— YOUR ASSIGNMENT —
Continue the passage below on residential landlords and the Loss Carry-back scheme, starting after its final sentence.

— PAGE EXCERPT —
++++++++++++++++++++

This scheme enables businesses that expect to make a loss in either the 2020 or 2021 tax years to carry-back that loss to the immediately prior year to offset against the profits that were made.
This results in a cash injection back into the business, with a refund of the tax paid in that earlier year.
As an initiative, this is one to be applauded as it generally could be great news for many businesses incurring losses due to Covid-19 impacts right now in terms of injecting cash into their business.
But not all.
Through design, residential landlords are specifically excluded from the Loss Carry-back regime.
This seems a little egregious, especially as there is a swell of political (including from the top) and community sentiment that landlords should also be supporting struggling tenants by way of rental reductions.
Most residential landlords are simply middle New Zealanders, trying to get ahead, and many have gone beyond what could ever be expected to support their respective tenants in these tough times. Unfortunately, media coverage is restricted to the few bad stories or the unreasonable tenant requests rejected.
If they reduce the rents as many have done, their expenses continue.
Even with a loan principal ‘‘holiday’’ on the mortgage, interest, rates, insurance and repairs/maintenance costs all continue, meaning that many run the likelihood of net losses for the year.

++++++++++++++++++++

Referring expression data
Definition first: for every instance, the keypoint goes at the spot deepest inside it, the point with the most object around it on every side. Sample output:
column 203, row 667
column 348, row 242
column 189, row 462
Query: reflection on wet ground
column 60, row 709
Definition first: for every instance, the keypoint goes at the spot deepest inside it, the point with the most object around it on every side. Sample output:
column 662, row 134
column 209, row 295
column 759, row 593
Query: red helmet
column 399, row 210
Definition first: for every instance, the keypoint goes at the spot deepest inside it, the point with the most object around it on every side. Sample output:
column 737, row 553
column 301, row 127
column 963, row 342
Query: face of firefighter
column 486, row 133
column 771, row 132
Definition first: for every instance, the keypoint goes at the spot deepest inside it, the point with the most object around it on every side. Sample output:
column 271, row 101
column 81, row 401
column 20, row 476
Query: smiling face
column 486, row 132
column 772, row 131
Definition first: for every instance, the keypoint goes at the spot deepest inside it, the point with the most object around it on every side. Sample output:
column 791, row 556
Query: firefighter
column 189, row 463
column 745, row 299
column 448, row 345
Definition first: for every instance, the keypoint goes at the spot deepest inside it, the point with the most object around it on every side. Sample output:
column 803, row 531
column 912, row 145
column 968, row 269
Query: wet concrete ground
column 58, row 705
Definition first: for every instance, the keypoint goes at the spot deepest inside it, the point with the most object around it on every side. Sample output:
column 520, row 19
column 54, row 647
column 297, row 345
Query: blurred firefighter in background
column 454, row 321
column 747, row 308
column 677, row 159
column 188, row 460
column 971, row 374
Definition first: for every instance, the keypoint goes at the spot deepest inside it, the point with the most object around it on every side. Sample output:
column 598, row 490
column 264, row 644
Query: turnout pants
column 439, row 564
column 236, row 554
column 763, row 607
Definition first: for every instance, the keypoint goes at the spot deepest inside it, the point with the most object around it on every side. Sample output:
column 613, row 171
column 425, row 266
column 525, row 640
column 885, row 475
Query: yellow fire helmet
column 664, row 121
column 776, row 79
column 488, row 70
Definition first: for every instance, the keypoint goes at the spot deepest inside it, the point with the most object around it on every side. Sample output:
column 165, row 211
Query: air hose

++++++++++++++++++++

— RESPONSE TO THIS EXERCISE —
This exclusion for residential landlords benefitting from the Loss Carry-back Scheme comes about because residential property landlords are subject to the ring fencing of residential rental deductions, a mechanism brought in to discourage residential property investment, to soften the property market, from the 2019/2020 tax year.
Accordingly, instead of excess deductions from residential rentals being used to reduce the tax liability of other sources of income such as business income, salary, wages, interest, or dividends (or carried back to a prior year), when the rental expenses exceed the rental income derived, the deduction is limited to the extent of the income.
In summary, where the expenses exceed the income, a deduction is denied for the excess expenses in that that tax year and are carried forward to the next.
This continues each year until the rental income exceeds the rental expenses, at which point the deduction is permitted.
Any other business type could possibly carry those losses back to the prior year, and potentially get a tax refund for the 2020 year.
In my view, this distinction is without solid economic foundation but another example of the myopia the Government has demonstrated around landlords and residential property investing, alongside other measures like the 5-year Brightline Test.
At a time when more housing is needed as rents rise, and we need more investment in housing supply (in addition to the 8,000 houses the Government announced in the budget) to meet demand and generate economic activity for the building industry, residential landlords should have the same opportunity to survive as other struggling businesses, and then be encouraged to grow and invest.
I would also contend that the 5-year Brightline rule itself should be reduced to the original 2 years, so as to properly focus on speculators, not Ma and Pa landlords who get inadvertently caught out.
- Scott Mason is a tax specialist and Managing Partner at Findex in Dunedin.